▶ **What to produce**:
Of all the lines below, output only those starting at the one with "Traffic-operations request: mark the wide-brim" and ending at the one with "Traffic-operations request: mark the necklace", both ends included, exactly as written.

▶ **Input**:
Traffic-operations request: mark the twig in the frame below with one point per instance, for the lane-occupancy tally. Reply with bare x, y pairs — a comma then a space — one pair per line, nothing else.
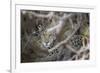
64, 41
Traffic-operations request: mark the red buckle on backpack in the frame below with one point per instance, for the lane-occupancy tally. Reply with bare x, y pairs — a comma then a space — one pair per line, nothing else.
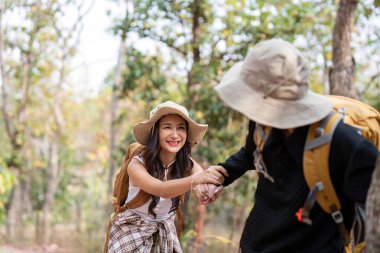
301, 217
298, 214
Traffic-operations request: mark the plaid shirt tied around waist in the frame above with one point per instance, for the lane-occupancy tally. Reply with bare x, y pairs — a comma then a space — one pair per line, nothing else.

* * *

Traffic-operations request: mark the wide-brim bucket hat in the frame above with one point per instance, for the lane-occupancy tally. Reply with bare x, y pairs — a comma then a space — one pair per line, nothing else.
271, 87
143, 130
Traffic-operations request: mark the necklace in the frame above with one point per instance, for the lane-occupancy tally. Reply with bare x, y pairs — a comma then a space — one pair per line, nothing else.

▶ **Reply to the exercise**:
Traffic-operations request: mark the wide-brim bucket hat in the frame above with one point per instance, for the lane-occupancy tally. Reply with bare x, y pairs — a comma then a space — one pair per line, nothing else.
271, 87
143, 130
Traffic-operations request: mark the necklace in the frame above with one point per instance, for the lane-occupancy tally. Reply with bare x, y pairs — a comma then a space — one pair per line, nothing else.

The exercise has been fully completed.